Exercise instructions: The expected output is every entry below, exact in every character.

Input data:
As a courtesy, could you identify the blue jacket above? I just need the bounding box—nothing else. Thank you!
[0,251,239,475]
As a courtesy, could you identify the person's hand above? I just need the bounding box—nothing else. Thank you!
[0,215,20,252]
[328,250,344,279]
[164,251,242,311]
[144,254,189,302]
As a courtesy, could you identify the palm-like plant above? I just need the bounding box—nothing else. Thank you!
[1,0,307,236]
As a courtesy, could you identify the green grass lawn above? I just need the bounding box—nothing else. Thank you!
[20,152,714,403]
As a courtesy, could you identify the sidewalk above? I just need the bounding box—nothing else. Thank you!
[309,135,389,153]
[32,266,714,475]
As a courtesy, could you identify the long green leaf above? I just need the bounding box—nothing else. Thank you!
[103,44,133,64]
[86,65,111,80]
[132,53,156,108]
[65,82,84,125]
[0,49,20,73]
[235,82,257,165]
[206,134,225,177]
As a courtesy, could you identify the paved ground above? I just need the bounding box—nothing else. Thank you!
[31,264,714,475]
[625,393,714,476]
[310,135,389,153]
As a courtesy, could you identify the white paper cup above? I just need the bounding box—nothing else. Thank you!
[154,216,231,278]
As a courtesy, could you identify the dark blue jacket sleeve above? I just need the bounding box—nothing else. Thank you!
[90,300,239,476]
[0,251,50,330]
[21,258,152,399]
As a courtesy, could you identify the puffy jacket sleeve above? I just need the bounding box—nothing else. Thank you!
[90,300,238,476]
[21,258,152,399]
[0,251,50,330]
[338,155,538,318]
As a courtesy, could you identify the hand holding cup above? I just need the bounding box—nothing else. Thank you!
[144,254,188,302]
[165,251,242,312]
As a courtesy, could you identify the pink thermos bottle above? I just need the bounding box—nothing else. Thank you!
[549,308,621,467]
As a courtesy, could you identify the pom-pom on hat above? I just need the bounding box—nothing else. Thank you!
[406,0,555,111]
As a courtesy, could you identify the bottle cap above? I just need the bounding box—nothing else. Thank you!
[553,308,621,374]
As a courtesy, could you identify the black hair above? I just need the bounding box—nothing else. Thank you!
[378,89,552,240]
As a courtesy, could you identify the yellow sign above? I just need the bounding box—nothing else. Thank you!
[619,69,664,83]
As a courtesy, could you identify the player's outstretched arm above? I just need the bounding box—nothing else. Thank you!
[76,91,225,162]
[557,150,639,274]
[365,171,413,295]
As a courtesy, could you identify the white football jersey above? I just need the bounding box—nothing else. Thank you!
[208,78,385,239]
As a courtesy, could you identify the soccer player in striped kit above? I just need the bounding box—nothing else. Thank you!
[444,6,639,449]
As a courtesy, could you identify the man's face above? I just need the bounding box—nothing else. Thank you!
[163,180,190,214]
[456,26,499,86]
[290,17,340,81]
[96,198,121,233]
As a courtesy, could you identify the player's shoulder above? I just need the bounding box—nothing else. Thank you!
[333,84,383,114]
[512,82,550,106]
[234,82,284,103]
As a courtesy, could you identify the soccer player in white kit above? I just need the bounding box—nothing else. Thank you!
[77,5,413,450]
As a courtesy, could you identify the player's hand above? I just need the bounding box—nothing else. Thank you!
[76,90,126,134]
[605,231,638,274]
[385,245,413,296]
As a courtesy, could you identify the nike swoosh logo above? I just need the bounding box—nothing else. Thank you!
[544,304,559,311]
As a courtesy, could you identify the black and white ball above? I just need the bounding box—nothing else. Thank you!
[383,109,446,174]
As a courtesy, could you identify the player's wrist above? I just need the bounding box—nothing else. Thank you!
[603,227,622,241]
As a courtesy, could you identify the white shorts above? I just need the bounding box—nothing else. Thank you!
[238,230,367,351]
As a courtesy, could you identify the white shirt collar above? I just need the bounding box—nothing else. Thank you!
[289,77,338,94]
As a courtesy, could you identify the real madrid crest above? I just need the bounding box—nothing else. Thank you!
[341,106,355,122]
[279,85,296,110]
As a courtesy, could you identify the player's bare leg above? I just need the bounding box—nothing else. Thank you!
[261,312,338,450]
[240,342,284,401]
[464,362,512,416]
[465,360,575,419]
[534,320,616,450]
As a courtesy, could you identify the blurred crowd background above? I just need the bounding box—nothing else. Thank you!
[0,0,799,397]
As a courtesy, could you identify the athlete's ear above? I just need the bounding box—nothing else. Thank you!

Problem solution:
As a courtesy, could you identify the blue jacket above? I just need the bounding box—nothing else. Thank you!
[0,251,239,475]
As a courtesy, could you identify the person's hand above? I just need the bounding box—nothing else. Thank you!
[0,215,20,252]
[328,250,344,279]
[164,251,242,311]
[144,254,189,302]
As a courtesy, could you identify the palm-like plant above? I just need the bounding box—nothing else. Thank you!
[1,0,307,236]
As a courtesy, could you identify the green grass lawn above? I just need the bounding box—nothing else. Thank you!
[20,152,714,403]
As a courtesy, could you identify the sidewalk above? I just need the bounding box—nothing else. Thank you!
[309,135,389,153]
[32,266,714,475]
As a courtesy, could you identify the long green leaf above? I just need the bounding box—nothing else. Thank you!
[103,44,133,64]
[86,65,111,80]
[132,53,156,108]
[65,82,84,125]
[0,49,20,73]
[235,82,257,165]
[206,134,225,177]
As a courtesy, could you identify the paved ground above? I just need the bounding box—nothing else. Thank you!
[31,264,714,475]
[625,393,714,476]
[310,135,389,153]
As a courtesy, could you identify the white paper cup above? I just need the bounding box—nothing else. Thank you!
[154,216,231,278]
As a courtesy, could you identify the dark blue jacket sleeve above? I just need the bounding box—nothing else. Thank you!
[90,300,239,476]
[0,251,50,330]
[21,258,152,399]
As a courtesy, could you identify the puffy jacket sleeve above? I just need the bounding box—nothing else. Thank you!
[90,300,238,476]
[21,258,152,399]
[0,251,50,330]
[338,155,538,318]
As a courtesy, could you identify the hand holding cup above? I just need the bounding box—nothing else. Thank you!
[144,254,188,302]
[165,251,242,312]
As a courtesy, could you identify the pink thermos bottle above? I just need the bounding box—nothing else. Thank you!
[549,308,621,467]
As a courtesy, could you identify the pom-pom on hat above? I just need the bounding box—nothing else. Thank you!
[406,0,555,111]
As a courtesy, could you identify the bottle cap above? I just need the bounding box—nothing else. Thank you!
[553,308,621,374]
As a courtesy, could you identify the black hair above? I just need the bounding box—nothing else. Thank you!
[378,89,552,240]
As a courtesy, could you identify the yellow sign above? I just need the bounding box—nothing else. Thank you!
[619,69,664,83]
As a courtesy, could you identify the player's outstretched arm above? I just need the bounding box—nothing else. Thank you!
[76,91,225,162]
[557,150,639,274]
[365,171,413,295]
As a courtesy, could you identify the white football jersey above? I just need the bounding box—nothing else. Thank you!
[208,78,385,239]
As a courtesy, could you identify the soccer player in striped kit above? I just need the bounding box—nothing else. Thank you!
[444,6,639,449]
As a courtesy, could you identify the man's face above? I just need the bounding box—nothing else. Thank you!
[163,180,190,214]
[456,26,499,86]
[290,17,340,81]
[96,198,121,233]
As a courtesy, could you identify the player's shoulder above? I just need the bounding box—nothing else. Thank you!
[333,84,383,114]
[512,82,550,106]
[234,82,284,103]
As a courtesy, could you identify the soccer player in white kit above? I just need the bounding box—nothing else. Thank you!
[77,5,413,450]
As a courtesy, could you identify the player's hand above? I just need the bounding box—nothing else. Thank you!
[76,90,126,134]
[605,231,638,274]
[385,245,413,296]
As a courtesy, could you identify the nike swoosh logo above? I just need the bounding box—nothing else. Thank you!
[544,304,559,311]
As a courtesy, could you identify the black and white ball above? I just need the bounding box—nothing else. Thank you!
[383,109,446,174]
As a courtesy, could you identify the player's wrist above? I just need the bounding box—nothing else. Thank you!
[603,227,622,241]
As a courtesy, could you identify the white shorts above? I just need the bounding box—nothing else. Thank you!
[238,230,367,351]
As a courtesy, could you identify the white shirt collar above? I just need the bounding box—nothing else. Thank you!
[289,77,338,94]
As a courtesy, could you identify the real madrid crest above? I just need the bounding box—nothing else. Thank you!
[341,106,355,122]
[279,85,296,110]
As a courtesy, could you identify the player's bare leg above? I just need the bounding box—nothing else. Thank you!
[261,312,338,450]
[240,342,284,401]
[464,362,512,416]
[465,360,575,419]
[534,320,616,450]
As a courtesy, could you identify the blurred crowd background above? I just need the bounding box—nothing else. Thank you!
[0,0,799,397]
As a courtesy, could you identify the athlete's ear above? I just need the bounding box—nothing else. Thank you!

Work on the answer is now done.